[Rows from a pointing dataset]
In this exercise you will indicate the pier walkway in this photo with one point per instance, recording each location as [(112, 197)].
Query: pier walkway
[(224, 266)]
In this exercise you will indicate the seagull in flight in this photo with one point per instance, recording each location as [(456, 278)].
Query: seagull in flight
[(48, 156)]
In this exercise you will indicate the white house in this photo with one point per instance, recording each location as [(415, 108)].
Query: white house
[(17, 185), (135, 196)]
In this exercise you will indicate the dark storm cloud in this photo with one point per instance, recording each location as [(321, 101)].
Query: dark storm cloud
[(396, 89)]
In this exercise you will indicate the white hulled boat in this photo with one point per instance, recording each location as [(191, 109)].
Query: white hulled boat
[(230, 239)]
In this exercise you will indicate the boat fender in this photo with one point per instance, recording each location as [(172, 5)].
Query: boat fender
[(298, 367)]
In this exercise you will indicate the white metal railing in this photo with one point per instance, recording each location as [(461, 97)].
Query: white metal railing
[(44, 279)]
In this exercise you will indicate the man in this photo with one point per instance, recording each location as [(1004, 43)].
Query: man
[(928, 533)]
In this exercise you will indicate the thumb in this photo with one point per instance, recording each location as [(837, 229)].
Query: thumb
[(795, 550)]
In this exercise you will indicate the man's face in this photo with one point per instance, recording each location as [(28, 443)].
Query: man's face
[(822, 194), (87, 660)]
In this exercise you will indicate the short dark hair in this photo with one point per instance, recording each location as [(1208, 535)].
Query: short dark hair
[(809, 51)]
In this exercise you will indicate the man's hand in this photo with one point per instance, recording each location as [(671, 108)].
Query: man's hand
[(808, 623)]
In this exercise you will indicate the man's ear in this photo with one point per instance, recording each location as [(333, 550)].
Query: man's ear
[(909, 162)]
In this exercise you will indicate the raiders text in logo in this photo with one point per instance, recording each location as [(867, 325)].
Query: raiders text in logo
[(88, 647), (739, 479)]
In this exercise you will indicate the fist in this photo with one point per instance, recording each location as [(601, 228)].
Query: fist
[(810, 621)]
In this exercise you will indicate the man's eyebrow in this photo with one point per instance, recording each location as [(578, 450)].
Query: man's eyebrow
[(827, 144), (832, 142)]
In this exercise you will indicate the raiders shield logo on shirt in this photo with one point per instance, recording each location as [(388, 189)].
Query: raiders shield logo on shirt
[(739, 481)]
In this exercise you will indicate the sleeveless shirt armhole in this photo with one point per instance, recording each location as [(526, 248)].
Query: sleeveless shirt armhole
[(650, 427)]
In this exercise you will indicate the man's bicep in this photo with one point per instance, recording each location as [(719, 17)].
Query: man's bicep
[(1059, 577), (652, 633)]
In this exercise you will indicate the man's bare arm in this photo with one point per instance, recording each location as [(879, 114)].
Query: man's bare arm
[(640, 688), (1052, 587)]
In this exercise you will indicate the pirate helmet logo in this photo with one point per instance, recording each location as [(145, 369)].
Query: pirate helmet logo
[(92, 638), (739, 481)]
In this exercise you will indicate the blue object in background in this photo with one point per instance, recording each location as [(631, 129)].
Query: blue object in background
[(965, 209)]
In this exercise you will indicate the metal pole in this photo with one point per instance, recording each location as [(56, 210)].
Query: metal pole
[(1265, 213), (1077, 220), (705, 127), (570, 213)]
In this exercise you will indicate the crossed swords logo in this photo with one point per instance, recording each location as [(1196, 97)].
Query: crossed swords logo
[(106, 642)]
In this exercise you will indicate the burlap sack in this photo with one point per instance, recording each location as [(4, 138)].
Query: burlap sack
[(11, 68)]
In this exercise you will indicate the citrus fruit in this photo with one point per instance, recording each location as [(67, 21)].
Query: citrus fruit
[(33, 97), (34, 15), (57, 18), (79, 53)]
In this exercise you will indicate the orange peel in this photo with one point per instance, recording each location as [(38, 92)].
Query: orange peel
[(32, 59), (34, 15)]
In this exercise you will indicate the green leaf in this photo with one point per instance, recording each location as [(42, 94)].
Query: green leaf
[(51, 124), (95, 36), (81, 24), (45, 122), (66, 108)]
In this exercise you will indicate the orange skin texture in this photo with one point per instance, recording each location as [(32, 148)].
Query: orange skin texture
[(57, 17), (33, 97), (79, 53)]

TASK GOAL = Starting with the line that contains "In this exercise you will indicate the orange peel", write out each line through the end of the listing, exactly as it appears, and include nothing else.

FINISHED EXERCISE =
In this exercise you will indicate the orange peel in this photo with one point per instance, recording each location as [(38, 92)].
Query: orange peel
[(32, 59), (34, 15)]
In this exercise you will indicate the green leaf in this photo with one point per instance, recording each location as [(42, 94)].
Query: green leaf
[(51, 124), (95, 36), (81, 24), (45, 122), (66, 108)]
In this exercise you will indicate the orange skin texture in this photo with one point per instance, recording each location as [(32, 148)].
Query: orange skin texture
[(57, 17), (33, 97), (79, 53)]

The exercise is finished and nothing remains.